● Directive: Starting at the line with "Target: car window" in it, reproduce each line below through the last one, exactly, and include nothing else.
===
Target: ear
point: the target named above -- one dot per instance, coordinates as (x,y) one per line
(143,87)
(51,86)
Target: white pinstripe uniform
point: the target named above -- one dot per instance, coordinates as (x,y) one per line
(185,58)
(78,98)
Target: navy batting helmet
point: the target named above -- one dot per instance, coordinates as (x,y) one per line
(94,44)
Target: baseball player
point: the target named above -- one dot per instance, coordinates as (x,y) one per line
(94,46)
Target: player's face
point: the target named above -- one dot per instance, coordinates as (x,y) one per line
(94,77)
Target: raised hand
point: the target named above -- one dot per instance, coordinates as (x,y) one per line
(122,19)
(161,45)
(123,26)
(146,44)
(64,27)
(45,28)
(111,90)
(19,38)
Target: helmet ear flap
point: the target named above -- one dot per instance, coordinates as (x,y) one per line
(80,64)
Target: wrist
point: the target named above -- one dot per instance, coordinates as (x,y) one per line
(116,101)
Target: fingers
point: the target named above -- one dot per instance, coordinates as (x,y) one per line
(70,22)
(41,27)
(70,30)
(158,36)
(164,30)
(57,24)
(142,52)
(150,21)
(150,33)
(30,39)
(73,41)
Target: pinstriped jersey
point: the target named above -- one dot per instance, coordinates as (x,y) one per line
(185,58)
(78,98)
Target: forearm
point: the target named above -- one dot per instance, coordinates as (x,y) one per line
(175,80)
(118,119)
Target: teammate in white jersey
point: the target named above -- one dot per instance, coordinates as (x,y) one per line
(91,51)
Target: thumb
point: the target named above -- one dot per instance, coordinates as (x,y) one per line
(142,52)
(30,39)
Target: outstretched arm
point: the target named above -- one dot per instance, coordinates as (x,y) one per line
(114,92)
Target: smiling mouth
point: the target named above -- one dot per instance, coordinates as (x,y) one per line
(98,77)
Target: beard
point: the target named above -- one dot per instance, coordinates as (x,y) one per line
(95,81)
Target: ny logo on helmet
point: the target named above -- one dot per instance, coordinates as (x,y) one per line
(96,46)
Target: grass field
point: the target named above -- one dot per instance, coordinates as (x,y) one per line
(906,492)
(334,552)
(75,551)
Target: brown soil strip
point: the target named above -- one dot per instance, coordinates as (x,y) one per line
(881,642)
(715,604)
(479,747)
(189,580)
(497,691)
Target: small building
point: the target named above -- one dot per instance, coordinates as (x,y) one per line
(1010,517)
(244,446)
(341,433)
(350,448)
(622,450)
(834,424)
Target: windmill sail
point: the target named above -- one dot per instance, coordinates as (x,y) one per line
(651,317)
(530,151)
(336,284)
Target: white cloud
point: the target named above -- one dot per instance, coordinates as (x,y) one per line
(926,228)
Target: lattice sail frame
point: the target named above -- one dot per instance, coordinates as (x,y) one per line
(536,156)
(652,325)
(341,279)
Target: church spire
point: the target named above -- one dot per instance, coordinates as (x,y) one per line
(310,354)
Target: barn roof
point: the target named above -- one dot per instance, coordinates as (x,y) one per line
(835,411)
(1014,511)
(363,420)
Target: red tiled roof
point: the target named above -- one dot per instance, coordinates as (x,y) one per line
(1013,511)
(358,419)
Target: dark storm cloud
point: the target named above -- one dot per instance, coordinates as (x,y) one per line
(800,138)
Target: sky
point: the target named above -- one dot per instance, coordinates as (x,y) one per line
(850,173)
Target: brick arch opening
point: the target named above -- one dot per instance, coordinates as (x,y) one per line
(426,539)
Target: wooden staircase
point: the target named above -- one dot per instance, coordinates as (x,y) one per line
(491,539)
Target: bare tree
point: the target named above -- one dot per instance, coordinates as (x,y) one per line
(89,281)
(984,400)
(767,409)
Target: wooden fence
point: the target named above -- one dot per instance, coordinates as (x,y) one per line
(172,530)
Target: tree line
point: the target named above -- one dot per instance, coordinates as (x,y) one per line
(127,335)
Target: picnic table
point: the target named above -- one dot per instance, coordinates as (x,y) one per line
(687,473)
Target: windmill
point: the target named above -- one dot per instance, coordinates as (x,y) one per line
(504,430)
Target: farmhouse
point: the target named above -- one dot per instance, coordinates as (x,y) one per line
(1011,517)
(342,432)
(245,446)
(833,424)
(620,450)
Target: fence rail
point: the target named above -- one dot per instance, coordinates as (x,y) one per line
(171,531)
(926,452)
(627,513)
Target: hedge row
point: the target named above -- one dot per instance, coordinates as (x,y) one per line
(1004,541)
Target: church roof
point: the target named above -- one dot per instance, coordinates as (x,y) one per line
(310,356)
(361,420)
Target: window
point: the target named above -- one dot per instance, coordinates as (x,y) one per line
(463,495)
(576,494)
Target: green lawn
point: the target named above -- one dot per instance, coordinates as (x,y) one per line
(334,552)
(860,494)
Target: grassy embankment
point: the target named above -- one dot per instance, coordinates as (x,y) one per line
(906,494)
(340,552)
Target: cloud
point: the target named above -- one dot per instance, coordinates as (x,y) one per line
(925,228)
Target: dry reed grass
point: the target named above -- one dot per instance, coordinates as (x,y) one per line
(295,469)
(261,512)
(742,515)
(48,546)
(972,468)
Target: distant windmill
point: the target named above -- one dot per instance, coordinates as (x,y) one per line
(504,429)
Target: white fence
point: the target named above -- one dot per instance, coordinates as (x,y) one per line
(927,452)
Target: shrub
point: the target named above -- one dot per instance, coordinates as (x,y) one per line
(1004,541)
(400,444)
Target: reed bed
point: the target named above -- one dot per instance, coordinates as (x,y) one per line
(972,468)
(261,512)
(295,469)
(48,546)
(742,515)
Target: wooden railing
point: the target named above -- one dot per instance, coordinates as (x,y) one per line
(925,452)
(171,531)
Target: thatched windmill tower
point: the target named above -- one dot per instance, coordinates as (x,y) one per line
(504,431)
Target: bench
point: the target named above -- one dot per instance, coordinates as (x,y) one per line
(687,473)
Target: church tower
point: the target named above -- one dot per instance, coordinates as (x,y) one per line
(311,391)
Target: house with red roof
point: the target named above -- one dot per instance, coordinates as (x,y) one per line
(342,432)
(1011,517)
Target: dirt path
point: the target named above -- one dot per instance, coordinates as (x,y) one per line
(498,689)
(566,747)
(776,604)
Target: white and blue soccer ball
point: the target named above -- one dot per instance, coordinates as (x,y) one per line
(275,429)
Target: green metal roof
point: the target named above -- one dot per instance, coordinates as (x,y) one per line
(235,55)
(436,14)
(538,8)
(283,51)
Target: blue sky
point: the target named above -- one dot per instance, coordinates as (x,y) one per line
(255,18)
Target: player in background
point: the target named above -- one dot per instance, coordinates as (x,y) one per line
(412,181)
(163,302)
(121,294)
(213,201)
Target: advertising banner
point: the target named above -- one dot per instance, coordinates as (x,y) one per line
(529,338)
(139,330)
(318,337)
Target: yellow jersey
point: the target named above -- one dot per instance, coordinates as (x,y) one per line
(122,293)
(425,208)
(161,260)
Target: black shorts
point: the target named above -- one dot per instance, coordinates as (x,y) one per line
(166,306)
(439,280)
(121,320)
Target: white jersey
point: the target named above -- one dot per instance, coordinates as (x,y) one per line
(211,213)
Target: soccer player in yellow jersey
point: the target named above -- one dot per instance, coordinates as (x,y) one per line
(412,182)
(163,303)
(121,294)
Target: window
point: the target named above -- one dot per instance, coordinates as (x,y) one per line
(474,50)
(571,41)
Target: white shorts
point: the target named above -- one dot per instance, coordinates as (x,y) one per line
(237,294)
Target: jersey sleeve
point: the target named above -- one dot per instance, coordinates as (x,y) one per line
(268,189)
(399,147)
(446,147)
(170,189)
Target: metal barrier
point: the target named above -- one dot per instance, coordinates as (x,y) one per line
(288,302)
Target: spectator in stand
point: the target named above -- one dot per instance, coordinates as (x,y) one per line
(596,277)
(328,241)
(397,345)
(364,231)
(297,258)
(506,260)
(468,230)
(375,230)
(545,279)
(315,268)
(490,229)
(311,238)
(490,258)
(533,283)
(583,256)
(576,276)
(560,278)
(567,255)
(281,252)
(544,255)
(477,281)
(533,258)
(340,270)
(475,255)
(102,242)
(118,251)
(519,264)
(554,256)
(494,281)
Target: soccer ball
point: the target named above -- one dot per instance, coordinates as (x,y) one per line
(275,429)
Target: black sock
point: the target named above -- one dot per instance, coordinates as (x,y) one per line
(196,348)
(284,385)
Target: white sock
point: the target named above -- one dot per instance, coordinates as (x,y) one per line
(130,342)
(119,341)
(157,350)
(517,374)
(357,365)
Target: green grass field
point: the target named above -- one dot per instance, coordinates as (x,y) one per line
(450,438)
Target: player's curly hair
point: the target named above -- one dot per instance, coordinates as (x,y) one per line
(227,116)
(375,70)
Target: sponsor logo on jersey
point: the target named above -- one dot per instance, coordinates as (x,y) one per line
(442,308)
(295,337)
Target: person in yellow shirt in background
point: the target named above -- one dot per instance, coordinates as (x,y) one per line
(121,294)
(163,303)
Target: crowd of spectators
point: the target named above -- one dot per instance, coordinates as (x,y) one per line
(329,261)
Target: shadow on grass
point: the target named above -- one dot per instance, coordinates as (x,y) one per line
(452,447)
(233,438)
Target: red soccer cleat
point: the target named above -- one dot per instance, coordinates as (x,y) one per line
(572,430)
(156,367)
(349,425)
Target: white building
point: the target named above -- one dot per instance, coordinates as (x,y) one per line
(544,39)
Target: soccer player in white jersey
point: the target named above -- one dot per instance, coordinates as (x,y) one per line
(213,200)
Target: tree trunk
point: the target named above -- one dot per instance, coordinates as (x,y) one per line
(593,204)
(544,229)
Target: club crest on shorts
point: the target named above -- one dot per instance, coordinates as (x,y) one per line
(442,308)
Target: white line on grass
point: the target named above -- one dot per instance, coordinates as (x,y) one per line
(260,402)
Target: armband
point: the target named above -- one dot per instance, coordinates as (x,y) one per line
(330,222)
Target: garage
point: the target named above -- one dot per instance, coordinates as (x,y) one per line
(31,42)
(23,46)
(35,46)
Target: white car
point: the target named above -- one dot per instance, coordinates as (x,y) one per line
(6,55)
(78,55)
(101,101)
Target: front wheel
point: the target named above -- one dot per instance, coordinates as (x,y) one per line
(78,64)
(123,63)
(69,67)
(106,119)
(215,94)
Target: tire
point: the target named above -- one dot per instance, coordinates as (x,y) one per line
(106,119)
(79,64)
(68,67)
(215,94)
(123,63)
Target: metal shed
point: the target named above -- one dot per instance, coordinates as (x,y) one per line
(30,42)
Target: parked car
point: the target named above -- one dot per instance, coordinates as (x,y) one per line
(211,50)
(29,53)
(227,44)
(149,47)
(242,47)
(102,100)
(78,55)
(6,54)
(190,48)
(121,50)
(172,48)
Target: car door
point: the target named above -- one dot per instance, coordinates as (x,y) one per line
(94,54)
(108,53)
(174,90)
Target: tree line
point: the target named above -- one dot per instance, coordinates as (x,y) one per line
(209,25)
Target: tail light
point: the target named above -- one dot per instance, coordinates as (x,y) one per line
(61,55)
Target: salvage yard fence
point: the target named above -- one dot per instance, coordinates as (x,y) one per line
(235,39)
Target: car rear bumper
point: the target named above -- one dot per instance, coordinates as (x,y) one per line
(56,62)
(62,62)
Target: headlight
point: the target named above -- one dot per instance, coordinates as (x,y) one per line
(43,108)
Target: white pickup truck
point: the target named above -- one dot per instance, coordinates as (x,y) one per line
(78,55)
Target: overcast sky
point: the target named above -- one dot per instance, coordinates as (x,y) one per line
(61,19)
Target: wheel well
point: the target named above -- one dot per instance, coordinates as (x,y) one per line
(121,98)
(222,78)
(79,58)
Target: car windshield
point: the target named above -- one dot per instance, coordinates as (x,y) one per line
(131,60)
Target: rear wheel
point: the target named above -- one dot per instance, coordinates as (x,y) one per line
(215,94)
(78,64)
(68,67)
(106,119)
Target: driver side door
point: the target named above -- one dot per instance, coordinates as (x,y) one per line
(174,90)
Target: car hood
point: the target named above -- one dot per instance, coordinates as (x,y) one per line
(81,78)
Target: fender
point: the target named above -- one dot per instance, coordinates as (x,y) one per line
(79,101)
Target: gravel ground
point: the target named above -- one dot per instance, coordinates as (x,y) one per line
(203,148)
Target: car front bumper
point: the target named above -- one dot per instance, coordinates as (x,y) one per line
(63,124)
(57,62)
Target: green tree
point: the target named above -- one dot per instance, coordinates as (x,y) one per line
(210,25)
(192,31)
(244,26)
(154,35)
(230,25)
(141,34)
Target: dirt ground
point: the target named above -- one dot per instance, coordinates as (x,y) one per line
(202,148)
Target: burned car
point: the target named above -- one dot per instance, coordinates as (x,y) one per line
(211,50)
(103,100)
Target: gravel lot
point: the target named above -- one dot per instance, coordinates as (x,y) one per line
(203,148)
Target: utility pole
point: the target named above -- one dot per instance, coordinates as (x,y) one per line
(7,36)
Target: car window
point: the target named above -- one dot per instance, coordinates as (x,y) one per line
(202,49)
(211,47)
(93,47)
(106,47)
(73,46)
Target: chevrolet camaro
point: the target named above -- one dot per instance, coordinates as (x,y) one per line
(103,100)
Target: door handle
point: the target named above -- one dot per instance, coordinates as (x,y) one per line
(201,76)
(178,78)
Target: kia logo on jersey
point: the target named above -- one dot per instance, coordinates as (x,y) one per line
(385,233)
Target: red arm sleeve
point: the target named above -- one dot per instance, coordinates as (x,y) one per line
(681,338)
===
● Response:
Target: car window
point: the target named above -- one dot per instance, coordinates as (x,y) one per line
(202,49)
(211,47)
(93,47)
(106,47)
(73,46)
Target: chevrolet camaro
point: the target named above -- one dot per instance, coordinates as (x,y) one per line
(103,100)
Target: door handle
point: the target named above -- one dot per instance, coordinates as (x,y) one per line
(201,76)
(178,78)
Target: kia logo on jersey
point: the target named above -- one dot per instance, coordinates as (x,y) one per line
(385,233)
Target: red arm sleeve
point: the target named above -- one dot per instance, coordinates as (x,y) one per line
(681,338)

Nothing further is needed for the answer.